- [Exercise brief]: In the forum thread below, which powder does Artoxx name as the primary one used in the 25.06?

I use my 25.06 for EVERYTHING, I have killed deer with it using both 100gr, and 117gr bullets, killed a pronghorn using 120gr bullets, and killed multiple coyotes and other varmints using 87gr bullets.(usually)

I cannot tell you how ANY grain or type of bullet will act out of a .270 as that is not one of my calibers. But I can tell you that if you hit a coyote in the face with a .257 caliber, 100gr Ballistic tip at 500 yards, it aparently cuts them in half lengthwise. Judging by the visual I got after firing anyway. It looked like somebody used a samurai sword to remove the top half from the bottom half. Didn't cross the 3 valleys that happened to be between us at the time to verify the visual, but it DESTROYED it, no question.

On the other hand, depending on what 87gr bullet I used, I either blew the dog nearly in half, or made a cute little .25 inch hole in it. Even among varmint bullets, results will vary, so you will need to find out what kind of bullets will give what kind of damage out of YOUR gun.

I have been told that the best bullet to use to eliminate pelt damage is a solid, as it will NOT expand and therefore won't blow anything up. This doesn't guarantee an instant kill though, and the tracking job might be onerous.


----------



## IDfishinUT (Aug 8, 2008)

Could any of you suggest a good powder to start with?


----------



## Artoxx (Nov 12, 2008)

Which caliber?
I use H4350 (primary) and h4831 in my 25.06 for loads from 87gr varmint rounds to 120gr big game loads.


----------



## DallanC (Jan 13, 2009)

IDfishinUT said:


> Could any of you suggest a good powder to start with?


I love H4831SC in that size cases (.25-06/270/30-06)

-DallanC


----------



## Loke (Sep 7, 2007)

H4831. H4350 works with the lighter bullets as well.


----------

- [Data excerpts]:
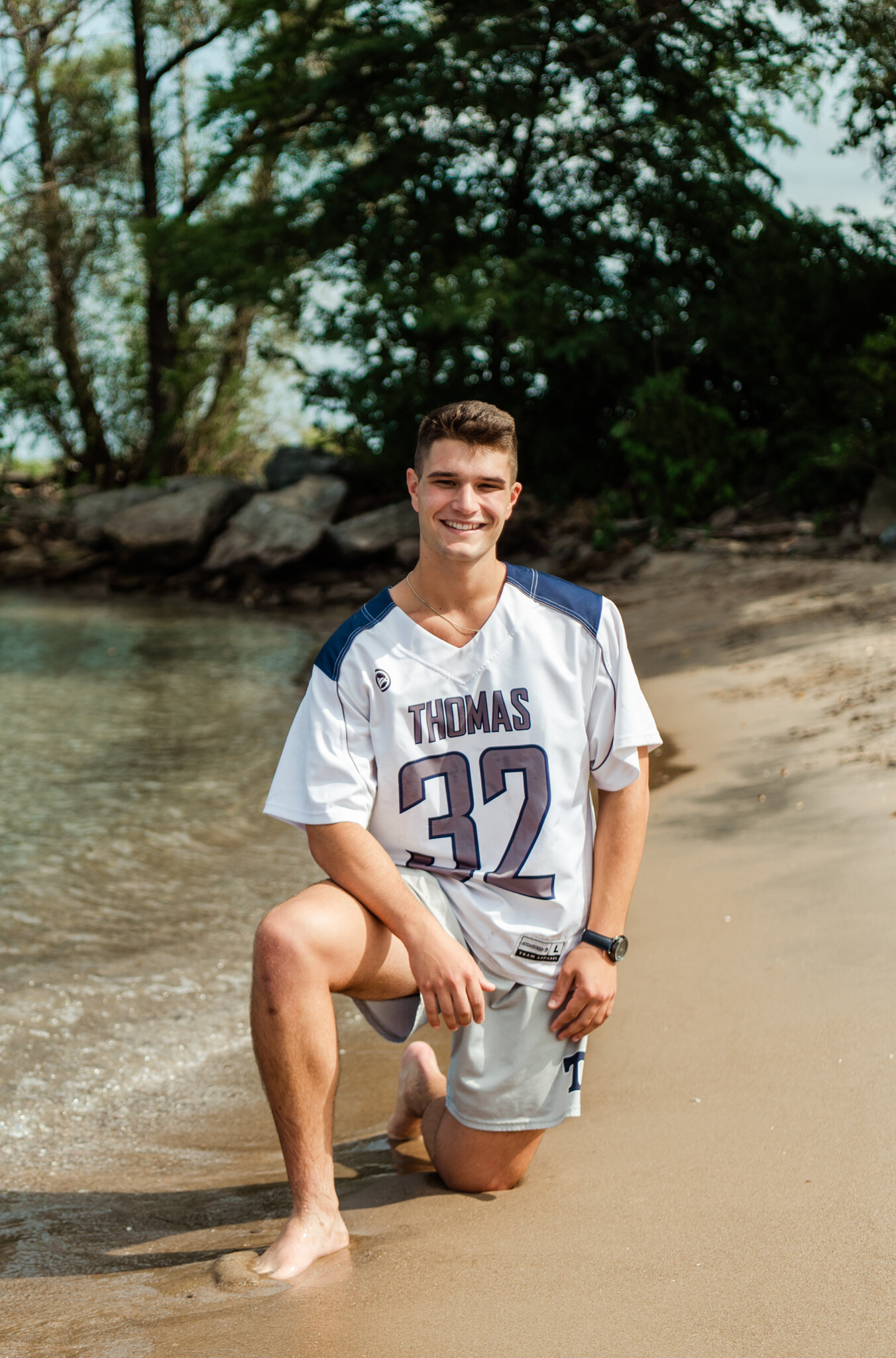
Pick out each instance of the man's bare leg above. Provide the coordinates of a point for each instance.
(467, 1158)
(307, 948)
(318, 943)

---

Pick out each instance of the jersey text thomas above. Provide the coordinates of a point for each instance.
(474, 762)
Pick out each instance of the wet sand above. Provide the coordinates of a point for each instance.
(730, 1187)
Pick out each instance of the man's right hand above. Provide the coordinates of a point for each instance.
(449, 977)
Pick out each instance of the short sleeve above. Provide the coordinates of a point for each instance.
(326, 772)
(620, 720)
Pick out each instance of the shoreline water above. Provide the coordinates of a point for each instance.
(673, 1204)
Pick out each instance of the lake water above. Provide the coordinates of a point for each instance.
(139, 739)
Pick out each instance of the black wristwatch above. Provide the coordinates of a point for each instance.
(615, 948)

- [Response to this task]: H4350